Overall vacancy rate slightly declines in 3Q22
- There were three major retail complexes that opened to the public in 3Q22, adding 244,000 sqm to total retail stock. A number of related brands’ first, or flagship stores in south China, were introduced to consumers in Shenzhen.
- The citywide vacancy rate dropped 0.2 ppts q-o-q. Since most suburban landlords were willing to relax their requirements on brand scale and tone, more vacant spaces in suburban malls were filled up by local brands and non-chain retailers. Thus, vacancy rate in the suburban market decreased from 2.2% to 1.6%.
Overall rents fall amid gloomy market sentiment
- Rents were observed to decrease across the city, as most landlords were willing to trade a part of their bargaining power for better cashflow under quarters of sustained vacancy pressure. The overall rent edged down by 1.8% q-o-q on a chain-linked basis.
- Although investors have shown consistent interest in prime assets, the market remained muted with no suitable assets for trade. Investors generally kept their confidence in the value of quality retail assets, so the magnitude of asset depreciation was much smaller than that of rental declines.
Outlook: Market stability is unlikely in the near term
- As the stressors from the current economic environment are expected to linger, it is unlikely for residents’ consumption appetite to return in the short term. Thus, retailers are expected to stay cautious with regard to expansion.
- New supply is expected to exceed 1,000,000 sqm in the next 12 months, mostly located in urban areas. Thus, vacancy rate, in the urban market especially, is likely to keep increasing. Overall rent is unlikely to pick up growth momentum in the short term with limited rental demand.

-- Data excerpt --
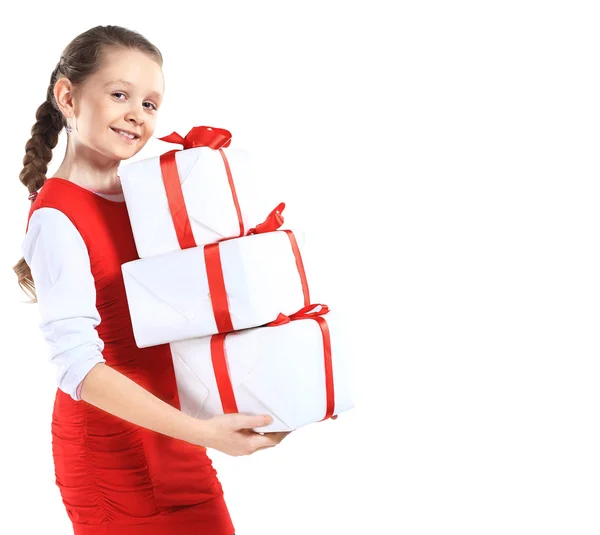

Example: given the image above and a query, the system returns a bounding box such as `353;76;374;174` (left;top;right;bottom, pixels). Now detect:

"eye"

-- Written request A --
List the section headings that appear in the Shenzhen retail excerpt.
-- Written request B --
In the Shenzhen retail excerpt, echo everything from "- The citywide" down to "a chain-linked basis.".
The listing is separate material and has no connection to the Shenzhen retail excerpt.

-- Exercise answer A --
- Overall vacancy rate slightly declines in 3Q22
- Overall rents fall amid gloomy market sentiment
- Outlook: Market stability is unlikely in the near term

-- Exercise answer B --
- The citywide vacancy rate dropped 0.2 ppts q-o-q. Since most suburban landlords were willing to relax their requirements on brand scale and tone, more vacant spaces in suburban malls were filled up by local brands and non-chain retailers. Thus, vacancy rate in the suburban market decreased from 2.2% to 1.6%.
Overall rents fall amid gloomy market sentiment
- Rents were observed to decrease across the city, as most landlords were willing to trade a part of their bargaining power for better cashflow under quarters of sustained vacancy pressure. The overall rent edged down by 1.8% q-o-q on a chain-linked basis.